Given task |
Show every line of the records that contains the word "post". Case counts.

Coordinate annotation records
━━━━━━

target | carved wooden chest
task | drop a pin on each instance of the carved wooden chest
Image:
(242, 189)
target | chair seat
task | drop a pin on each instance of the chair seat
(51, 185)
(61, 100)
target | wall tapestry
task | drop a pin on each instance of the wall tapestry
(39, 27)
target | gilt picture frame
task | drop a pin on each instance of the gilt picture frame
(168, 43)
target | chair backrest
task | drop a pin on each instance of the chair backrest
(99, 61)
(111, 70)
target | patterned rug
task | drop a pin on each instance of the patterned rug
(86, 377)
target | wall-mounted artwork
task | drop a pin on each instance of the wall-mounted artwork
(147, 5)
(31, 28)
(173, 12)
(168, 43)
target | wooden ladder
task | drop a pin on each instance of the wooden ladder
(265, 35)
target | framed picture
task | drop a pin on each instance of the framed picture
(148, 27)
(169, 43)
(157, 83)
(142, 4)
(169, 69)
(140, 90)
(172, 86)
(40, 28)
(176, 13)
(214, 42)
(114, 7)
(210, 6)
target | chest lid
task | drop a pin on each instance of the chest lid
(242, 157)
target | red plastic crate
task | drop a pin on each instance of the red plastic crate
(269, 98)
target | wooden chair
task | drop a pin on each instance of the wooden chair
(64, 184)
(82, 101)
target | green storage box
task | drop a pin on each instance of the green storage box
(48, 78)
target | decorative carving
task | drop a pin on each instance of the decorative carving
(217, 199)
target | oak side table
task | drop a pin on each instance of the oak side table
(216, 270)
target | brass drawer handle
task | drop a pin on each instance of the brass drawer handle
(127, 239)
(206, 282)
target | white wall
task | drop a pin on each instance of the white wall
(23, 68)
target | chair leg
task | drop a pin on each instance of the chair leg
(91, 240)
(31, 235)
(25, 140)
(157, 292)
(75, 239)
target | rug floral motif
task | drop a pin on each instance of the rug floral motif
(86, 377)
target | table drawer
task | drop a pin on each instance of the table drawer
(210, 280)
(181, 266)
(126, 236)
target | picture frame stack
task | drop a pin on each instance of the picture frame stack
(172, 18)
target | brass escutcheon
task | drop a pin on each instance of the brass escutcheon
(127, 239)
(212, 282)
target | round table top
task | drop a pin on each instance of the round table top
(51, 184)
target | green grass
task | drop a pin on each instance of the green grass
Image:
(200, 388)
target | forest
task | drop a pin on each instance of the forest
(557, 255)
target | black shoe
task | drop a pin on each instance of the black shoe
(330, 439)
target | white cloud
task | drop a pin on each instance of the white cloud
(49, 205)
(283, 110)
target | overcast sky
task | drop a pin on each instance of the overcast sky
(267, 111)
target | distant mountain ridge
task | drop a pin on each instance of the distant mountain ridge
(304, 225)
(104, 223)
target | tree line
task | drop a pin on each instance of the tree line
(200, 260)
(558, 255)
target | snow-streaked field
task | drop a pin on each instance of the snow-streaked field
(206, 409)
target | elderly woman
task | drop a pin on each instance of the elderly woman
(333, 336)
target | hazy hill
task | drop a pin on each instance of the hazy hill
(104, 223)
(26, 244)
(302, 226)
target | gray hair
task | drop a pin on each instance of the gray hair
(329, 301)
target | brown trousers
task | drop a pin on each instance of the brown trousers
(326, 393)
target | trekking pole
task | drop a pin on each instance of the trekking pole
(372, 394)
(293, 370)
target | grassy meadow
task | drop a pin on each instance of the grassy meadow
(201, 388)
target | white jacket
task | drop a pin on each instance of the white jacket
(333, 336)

━━━━━━

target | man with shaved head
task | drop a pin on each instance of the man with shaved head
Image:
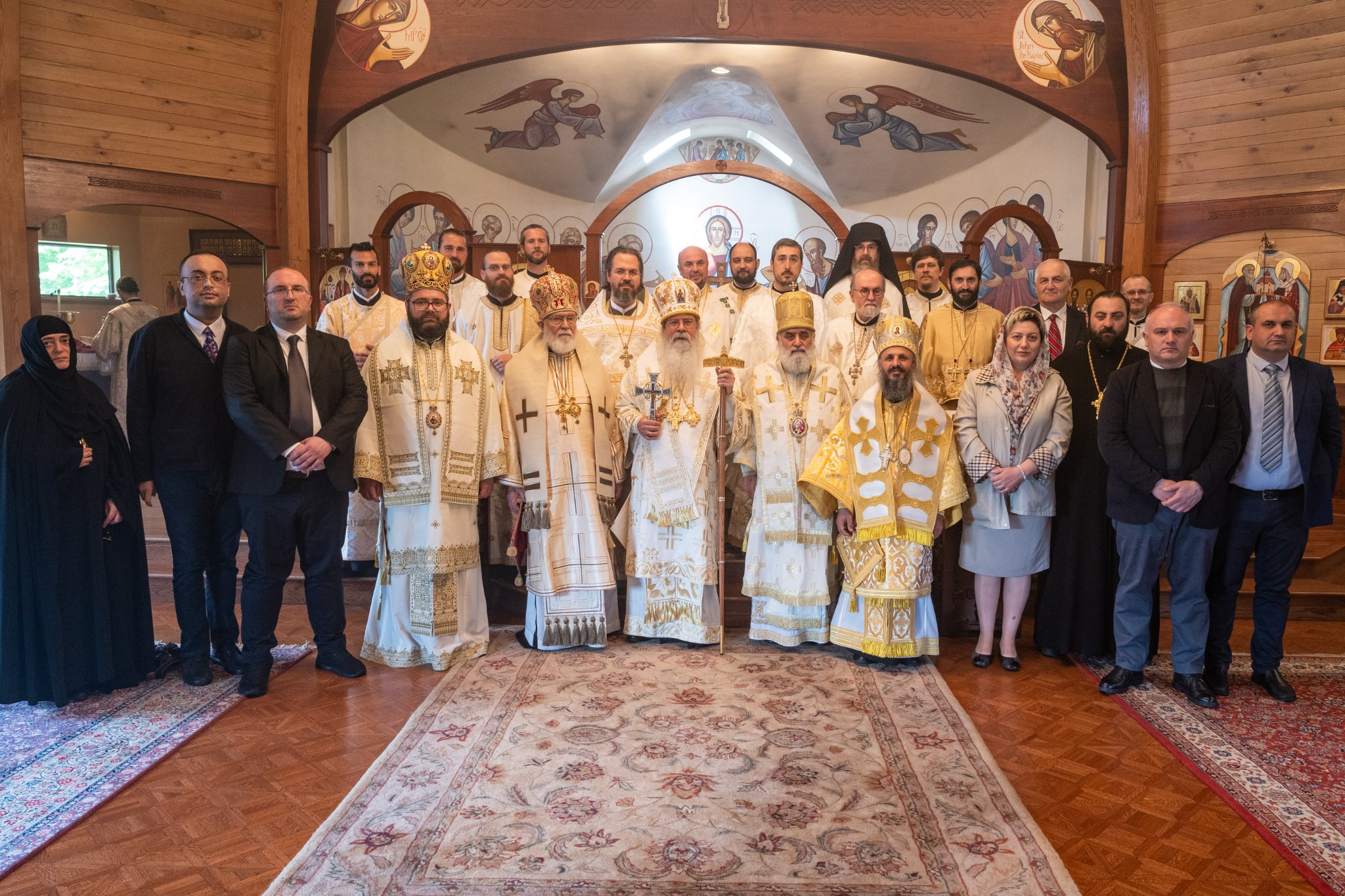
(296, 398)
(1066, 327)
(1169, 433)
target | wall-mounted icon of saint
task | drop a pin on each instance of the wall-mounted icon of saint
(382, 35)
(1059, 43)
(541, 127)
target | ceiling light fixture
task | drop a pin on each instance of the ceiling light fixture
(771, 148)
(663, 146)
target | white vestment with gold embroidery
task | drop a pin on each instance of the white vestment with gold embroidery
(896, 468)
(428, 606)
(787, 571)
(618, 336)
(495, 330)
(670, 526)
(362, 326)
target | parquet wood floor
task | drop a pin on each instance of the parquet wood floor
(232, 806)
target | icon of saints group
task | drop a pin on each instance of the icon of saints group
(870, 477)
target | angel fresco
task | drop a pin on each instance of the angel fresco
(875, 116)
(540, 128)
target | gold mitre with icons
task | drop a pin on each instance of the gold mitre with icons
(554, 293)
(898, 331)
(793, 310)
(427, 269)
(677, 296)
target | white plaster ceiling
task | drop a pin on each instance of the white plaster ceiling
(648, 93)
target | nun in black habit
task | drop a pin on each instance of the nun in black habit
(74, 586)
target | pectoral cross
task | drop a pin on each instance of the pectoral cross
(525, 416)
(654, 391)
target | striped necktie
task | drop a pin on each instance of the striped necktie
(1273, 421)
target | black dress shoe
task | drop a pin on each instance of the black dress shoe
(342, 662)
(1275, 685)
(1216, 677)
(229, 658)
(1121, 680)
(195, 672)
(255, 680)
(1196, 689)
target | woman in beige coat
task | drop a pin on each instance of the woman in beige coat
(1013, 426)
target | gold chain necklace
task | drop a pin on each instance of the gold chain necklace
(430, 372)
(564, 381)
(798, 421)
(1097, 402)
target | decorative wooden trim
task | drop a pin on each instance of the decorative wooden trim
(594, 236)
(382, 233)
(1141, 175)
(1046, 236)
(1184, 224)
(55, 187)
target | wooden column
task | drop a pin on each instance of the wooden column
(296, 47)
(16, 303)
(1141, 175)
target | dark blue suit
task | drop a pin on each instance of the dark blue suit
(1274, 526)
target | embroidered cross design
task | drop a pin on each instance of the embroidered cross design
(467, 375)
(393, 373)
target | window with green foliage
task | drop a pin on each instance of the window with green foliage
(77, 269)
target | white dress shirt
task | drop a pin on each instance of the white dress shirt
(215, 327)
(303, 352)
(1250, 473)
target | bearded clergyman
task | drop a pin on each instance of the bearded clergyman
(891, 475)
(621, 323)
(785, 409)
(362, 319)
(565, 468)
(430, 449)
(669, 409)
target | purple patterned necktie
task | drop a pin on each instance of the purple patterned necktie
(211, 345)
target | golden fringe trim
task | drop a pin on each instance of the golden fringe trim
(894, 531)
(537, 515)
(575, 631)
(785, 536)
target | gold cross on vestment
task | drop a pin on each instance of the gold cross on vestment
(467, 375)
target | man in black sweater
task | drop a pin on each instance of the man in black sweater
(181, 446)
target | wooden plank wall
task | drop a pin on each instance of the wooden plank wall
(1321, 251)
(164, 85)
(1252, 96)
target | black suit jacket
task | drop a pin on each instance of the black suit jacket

━━━━━━

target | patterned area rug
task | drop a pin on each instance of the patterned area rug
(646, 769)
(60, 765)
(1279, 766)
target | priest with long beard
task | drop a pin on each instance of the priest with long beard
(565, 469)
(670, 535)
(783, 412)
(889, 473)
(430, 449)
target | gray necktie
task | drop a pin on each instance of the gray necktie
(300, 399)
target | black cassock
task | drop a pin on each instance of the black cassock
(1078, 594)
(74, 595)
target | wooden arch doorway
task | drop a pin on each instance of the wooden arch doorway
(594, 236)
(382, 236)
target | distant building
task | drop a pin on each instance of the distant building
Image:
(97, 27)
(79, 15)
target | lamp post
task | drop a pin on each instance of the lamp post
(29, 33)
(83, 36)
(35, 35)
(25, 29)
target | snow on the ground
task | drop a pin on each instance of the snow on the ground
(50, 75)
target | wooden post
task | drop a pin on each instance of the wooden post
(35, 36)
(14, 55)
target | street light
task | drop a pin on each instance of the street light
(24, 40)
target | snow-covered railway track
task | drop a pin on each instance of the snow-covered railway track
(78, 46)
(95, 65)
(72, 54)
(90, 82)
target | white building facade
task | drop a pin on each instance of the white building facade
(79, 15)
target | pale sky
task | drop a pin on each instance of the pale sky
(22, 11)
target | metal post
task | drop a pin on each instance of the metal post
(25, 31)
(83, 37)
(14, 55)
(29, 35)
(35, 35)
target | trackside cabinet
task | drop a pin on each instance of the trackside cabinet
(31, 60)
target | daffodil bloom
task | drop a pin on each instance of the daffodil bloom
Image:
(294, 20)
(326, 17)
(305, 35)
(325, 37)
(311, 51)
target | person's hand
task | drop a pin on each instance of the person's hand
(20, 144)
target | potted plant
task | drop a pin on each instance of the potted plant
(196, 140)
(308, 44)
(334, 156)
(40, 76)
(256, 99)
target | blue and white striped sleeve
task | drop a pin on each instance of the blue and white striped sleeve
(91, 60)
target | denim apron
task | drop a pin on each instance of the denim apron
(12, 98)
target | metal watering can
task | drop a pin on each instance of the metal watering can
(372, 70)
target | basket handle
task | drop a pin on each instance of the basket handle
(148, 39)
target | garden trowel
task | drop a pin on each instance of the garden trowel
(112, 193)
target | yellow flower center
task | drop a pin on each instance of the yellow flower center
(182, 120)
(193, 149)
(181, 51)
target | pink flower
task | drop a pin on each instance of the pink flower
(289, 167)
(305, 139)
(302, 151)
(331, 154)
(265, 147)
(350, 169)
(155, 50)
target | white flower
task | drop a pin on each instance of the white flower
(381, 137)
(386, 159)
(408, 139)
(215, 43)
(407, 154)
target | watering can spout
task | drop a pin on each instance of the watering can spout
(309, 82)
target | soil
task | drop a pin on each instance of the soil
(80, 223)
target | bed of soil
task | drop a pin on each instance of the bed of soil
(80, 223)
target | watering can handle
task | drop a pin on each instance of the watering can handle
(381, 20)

━━━━━━

Answer to the problem |
target | lamp post
task | drop a pin on each instance of the lamp post
target | wooden post
task | drop a pin on each instance of the wooden post
target | metal post
task | drop a pin on each instance of the metal post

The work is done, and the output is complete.